WHAT TO DO:
A - In the data-finding tutorial below, set down the passage between "- Science Scientific" and "data (e.g. Dryad)", inclusive.
B - Answer these questions from the data-finding tutorial below:
(i) What site did the UK government start to release its datasets?
(ii) What do datawranglers call freeing data that is public on a website but has no bulk download link?
(iii) Which two large organisations does the tutorial name as regularly releasing reports and data sets?

PASSAGE SHOWN:
-- Begin --

Now we know what data is and the questions we’re interested in, we’re ready to go out and hunt for it online.
In this tutorial, you will learn where to start looking for data. In this course, we will then look at different ways of getting hold of data, before setting you loose to find data yourselves!
There are three basic ways of getting hold of data:
- Finding data – this involves searching and finding data that has already been released
- Getting hold of more data – asking for ‘new’ data from official sources e.g. through Freedom of Information requests. Sometimes data is public on a website but there is not a download link to get hold of it in bulk – but don’t give up! This data can be liberated with what datawranglers call scraping.
- Collecting data yourself – This means gathering data and entering it into a database or a spreadsheet – whether you work alone or collaboratively.
In this tutorial we’ll focus on finding data that already has been released. We will deal with getting more data and collecting data yourself in future courses.
Step 1: Identify your Data Source
Many sources frequently release data for public use. Some examples:
- Government In recent years governments have begun to release some of their data to the public. Many governments host special (open) government data platforms for the data they create. For example the UK government started data.gov.uk to release their datasets. Similar data portals exist in the US, Brazil and Kenya – and in many other countries! Does your country have an open data portal (Datacatalogs.org is a good starting point)?
- Organisations Other sources of data are large organisations. The World Bank and the World Health Organization for example regularly release reports and data sets.
- Science Scientific projects and institutions release data to the scientific community and the general public. Open data is produced by NASA for example, and many specific disciplines have their own data repositories, some of which are open. More and more initiatives exist trying to provide access to already published data (e.g. Dryad)
To help people to find data, projects like the Open Access Directory’s data repository list or the Open Knowledge Foundation’s datahub.io have been started. They aim either to collect data sources, or collect together different data sets from various sources.
Step 2: Getting data in the format you need it
In the “What is Data” course, we talked briefly about the importance of machine-readable data. You’ll save yourself a lot of trouble and time in working with the data if you get hold of data in the correct format initially. Here’s a handy tip for how to tell Google which format you are looking for.

-- End --

Entries drawn from a collection:
-- Begin --

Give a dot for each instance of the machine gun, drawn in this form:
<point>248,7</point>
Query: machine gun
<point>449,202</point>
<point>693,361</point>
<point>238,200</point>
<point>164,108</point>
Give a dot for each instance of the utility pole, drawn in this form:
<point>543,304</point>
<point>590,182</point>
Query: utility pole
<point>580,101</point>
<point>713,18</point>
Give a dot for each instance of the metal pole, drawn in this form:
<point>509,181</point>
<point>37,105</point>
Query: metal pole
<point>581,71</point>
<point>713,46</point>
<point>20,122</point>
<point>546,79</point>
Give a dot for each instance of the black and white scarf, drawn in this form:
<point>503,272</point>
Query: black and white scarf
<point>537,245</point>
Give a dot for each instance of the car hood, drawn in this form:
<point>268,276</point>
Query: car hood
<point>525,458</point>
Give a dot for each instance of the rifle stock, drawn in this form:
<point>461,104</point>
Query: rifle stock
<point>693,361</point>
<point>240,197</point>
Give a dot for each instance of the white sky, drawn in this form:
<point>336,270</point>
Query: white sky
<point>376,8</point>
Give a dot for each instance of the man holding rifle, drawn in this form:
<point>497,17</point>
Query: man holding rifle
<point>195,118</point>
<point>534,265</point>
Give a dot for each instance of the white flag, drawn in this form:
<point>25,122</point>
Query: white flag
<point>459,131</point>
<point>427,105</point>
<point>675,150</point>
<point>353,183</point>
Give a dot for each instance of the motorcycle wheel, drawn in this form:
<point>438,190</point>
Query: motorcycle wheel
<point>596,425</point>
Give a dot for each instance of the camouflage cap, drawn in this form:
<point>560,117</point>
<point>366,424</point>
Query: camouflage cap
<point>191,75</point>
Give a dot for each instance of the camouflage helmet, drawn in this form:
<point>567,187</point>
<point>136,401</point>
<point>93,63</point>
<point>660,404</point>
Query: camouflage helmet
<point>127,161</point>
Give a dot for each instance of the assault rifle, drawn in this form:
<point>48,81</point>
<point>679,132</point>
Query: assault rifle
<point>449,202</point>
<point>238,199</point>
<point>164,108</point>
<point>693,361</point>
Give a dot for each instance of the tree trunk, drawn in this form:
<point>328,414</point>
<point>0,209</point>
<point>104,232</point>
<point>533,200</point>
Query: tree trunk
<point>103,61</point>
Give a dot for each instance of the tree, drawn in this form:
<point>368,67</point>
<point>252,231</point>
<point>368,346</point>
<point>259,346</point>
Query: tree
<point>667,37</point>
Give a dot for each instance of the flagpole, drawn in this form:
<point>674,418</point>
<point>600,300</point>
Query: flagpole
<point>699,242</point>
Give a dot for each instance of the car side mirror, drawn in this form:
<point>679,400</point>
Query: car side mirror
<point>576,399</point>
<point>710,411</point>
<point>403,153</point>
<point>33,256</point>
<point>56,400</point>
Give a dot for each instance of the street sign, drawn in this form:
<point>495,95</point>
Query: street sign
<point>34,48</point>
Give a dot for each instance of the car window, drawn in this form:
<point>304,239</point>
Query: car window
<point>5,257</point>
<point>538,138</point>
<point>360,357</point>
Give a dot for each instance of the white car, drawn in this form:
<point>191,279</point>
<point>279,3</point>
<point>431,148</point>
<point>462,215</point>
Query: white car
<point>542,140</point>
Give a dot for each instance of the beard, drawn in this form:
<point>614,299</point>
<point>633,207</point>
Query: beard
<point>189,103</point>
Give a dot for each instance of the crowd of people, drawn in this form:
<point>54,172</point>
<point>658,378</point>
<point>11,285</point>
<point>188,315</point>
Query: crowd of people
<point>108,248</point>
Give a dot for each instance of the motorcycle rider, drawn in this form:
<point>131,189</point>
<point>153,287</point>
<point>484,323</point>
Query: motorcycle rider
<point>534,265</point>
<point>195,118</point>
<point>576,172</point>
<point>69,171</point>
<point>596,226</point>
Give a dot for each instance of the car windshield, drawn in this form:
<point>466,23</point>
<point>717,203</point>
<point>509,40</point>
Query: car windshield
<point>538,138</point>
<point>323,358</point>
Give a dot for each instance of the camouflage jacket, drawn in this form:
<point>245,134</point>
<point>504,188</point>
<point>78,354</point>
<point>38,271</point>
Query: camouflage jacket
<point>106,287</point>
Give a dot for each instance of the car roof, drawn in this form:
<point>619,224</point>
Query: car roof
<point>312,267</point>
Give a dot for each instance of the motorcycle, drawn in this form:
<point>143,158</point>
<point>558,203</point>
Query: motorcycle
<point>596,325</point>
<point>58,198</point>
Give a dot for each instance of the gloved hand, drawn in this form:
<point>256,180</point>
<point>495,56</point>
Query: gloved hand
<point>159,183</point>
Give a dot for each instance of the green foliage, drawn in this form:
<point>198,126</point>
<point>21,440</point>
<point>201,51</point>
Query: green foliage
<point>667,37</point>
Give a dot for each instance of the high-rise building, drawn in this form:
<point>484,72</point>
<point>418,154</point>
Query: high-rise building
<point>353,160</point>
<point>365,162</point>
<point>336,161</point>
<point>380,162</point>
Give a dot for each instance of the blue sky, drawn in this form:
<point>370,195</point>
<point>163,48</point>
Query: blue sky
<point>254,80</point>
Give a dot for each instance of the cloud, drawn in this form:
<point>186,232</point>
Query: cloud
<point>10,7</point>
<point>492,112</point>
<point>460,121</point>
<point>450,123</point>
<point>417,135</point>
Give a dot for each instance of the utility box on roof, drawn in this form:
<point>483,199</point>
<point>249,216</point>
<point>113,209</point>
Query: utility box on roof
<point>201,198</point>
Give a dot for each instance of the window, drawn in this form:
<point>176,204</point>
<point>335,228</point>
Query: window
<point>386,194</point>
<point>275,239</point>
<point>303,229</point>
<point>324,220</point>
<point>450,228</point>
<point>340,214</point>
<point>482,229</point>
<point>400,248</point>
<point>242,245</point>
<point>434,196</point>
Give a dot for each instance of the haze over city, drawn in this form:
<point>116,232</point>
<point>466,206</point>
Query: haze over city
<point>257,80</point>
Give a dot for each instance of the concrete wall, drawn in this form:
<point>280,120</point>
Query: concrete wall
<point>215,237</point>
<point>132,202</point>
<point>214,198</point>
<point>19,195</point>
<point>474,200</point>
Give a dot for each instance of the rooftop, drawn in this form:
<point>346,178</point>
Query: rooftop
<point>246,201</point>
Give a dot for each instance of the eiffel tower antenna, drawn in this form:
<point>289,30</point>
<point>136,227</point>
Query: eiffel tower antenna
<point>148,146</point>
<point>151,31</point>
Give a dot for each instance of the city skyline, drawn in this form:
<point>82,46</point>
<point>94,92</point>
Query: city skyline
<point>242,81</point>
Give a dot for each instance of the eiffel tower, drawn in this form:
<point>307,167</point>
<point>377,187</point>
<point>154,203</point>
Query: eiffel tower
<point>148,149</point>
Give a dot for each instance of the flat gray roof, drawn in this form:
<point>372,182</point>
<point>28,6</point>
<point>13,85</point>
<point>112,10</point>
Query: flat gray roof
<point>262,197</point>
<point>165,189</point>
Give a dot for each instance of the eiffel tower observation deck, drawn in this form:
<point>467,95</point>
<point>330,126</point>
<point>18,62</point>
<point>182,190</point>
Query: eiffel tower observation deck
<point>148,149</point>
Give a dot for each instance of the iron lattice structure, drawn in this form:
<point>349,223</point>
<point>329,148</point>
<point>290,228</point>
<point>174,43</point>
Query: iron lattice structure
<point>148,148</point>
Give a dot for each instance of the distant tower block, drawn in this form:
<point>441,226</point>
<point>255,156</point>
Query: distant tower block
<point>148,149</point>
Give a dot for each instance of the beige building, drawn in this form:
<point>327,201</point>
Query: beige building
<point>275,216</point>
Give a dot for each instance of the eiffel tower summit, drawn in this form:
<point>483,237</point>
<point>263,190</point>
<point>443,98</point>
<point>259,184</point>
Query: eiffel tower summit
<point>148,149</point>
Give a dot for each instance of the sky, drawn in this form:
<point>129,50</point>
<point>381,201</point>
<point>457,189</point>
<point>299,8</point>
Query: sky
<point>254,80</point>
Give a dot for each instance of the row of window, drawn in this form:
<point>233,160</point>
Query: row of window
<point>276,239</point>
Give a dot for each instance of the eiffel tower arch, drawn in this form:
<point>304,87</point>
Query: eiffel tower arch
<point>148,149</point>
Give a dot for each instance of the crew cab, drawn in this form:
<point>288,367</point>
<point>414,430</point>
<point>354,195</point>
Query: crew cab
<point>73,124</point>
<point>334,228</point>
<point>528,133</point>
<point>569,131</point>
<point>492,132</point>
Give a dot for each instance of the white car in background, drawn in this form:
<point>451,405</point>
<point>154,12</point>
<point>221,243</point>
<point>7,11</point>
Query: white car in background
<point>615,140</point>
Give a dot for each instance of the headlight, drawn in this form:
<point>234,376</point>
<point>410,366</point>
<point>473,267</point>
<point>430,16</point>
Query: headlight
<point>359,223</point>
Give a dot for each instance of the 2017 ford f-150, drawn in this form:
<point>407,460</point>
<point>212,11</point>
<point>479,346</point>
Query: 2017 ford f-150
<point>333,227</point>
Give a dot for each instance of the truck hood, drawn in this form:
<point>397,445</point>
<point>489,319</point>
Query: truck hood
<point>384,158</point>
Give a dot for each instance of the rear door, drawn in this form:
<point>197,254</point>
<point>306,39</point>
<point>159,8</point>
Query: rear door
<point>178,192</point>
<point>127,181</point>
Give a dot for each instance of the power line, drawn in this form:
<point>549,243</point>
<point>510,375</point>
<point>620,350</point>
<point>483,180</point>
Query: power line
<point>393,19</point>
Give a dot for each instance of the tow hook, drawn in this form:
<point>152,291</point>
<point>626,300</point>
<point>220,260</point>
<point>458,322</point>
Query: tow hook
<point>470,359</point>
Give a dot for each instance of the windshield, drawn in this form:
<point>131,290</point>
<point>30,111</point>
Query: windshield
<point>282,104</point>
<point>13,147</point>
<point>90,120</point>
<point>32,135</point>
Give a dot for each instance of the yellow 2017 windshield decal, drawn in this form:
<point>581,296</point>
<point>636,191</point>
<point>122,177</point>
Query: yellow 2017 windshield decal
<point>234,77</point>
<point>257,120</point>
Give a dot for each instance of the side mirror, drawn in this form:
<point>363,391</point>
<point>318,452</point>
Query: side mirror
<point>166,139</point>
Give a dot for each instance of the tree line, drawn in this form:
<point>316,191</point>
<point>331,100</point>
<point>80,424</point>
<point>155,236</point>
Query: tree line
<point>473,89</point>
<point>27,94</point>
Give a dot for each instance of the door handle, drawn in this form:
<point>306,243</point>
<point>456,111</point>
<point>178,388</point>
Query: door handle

-- End --

THE RESPONSES:
A -
- Science Scientific projects and institutions release data to the scientific community and the general public. Open data is produced by NASA for example, and many specific disciplines have their own data repositories, some of which are open. More and more initiatives exist trying to provide access to already published data (e.g. Dryad)

B -
(i) data.gov.uk
(ii) Scraping
(iii) The World Bank and the World Health Organization